INFORMATION GIVEN —
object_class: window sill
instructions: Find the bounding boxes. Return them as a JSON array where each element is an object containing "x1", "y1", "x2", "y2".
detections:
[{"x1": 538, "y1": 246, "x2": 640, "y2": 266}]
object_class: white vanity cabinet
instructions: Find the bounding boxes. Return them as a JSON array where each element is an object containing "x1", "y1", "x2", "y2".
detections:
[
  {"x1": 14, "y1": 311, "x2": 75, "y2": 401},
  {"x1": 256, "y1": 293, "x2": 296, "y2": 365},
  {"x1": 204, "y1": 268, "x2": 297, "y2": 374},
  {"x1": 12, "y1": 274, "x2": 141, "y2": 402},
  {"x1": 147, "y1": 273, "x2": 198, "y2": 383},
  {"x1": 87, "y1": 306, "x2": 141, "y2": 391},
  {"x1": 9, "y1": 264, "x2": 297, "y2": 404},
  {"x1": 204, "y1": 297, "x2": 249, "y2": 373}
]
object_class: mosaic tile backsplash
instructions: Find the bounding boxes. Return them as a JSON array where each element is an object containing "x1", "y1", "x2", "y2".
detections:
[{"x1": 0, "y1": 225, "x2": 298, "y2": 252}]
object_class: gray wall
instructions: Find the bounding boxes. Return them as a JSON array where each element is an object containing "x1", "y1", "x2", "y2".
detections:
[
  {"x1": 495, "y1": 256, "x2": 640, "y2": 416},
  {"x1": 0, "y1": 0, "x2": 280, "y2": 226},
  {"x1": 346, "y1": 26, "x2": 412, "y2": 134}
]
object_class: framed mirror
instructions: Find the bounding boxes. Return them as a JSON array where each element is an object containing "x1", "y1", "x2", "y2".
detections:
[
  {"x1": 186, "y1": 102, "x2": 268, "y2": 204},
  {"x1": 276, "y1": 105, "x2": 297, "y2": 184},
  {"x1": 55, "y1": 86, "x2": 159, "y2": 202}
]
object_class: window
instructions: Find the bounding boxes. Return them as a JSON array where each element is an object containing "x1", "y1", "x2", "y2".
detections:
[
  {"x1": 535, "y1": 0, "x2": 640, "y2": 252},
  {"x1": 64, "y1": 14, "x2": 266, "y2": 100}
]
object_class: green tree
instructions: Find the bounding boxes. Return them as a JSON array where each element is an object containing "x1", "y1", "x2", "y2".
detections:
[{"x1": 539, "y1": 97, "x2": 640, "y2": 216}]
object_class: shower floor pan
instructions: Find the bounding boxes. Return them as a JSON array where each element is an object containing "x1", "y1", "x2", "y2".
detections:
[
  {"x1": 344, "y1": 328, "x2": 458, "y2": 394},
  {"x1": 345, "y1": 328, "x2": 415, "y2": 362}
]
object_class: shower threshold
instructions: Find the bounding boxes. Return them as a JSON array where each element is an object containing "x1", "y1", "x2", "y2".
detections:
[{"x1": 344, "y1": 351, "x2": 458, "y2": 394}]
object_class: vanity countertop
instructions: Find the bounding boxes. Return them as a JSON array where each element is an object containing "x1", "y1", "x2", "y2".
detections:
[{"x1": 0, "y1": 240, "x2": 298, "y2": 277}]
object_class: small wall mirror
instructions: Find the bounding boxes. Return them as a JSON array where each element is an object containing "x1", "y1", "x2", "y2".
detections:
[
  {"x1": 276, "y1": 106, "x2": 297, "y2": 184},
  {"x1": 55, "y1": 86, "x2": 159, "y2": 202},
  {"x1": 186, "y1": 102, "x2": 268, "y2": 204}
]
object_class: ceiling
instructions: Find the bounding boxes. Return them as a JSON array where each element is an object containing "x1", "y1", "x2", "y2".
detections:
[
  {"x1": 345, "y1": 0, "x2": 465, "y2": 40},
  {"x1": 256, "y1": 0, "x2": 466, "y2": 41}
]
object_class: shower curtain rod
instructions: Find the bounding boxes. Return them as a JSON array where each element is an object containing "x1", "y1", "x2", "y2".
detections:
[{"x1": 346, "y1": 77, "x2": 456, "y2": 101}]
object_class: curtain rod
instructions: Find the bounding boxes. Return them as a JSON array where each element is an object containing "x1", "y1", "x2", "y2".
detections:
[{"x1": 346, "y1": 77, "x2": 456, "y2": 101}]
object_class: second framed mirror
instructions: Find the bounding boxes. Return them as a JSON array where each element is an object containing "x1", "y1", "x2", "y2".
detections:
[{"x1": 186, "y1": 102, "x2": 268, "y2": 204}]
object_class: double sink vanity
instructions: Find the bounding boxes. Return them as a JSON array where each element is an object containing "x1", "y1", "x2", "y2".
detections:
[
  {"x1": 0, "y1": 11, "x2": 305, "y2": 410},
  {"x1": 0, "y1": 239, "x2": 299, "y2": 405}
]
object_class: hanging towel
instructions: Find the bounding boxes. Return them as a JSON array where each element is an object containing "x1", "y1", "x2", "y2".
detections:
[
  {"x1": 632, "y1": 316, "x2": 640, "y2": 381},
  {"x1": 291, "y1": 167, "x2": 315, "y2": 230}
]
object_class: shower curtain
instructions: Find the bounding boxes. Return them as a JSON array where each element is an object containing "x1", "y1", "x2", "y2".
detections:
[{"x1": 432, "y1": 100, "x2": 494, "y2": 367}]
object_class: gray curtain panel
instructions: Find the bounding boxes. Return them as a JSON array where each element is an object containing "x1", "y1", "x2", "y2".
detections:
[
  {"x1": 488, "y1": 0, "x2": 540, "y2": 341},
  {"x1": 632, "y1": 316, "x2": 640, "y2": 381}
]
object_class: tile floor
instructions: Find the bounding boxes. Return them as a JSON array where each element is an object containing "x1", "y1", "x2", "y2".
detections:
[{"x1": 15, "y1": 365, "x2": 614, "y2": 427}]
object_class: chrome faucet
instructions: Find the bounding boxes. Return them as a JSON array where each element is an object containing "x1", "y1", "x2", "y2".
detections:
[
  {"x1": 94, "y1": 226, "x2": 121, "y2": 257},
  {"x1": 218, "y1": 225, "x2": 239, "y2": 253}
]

TASK DESCRIPTION —
Find the lines above that contain "wall" and report their number, without comment.

SOLUTION TO THE PROBLEM —
2